What is required:
Reproduce each of the lines below word for word, with every character unchanged.

_____

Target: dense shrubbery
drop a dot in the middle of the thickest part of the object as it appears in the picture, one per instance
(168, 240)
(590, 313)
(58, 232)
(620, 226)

_____

Solution:
Target: dense shrubbery
drop a dot in the middle of the thickest part of the object as it appears in the picture, one per instance
(168, 240)
(590, 313)
(58, 232)
(620, 226)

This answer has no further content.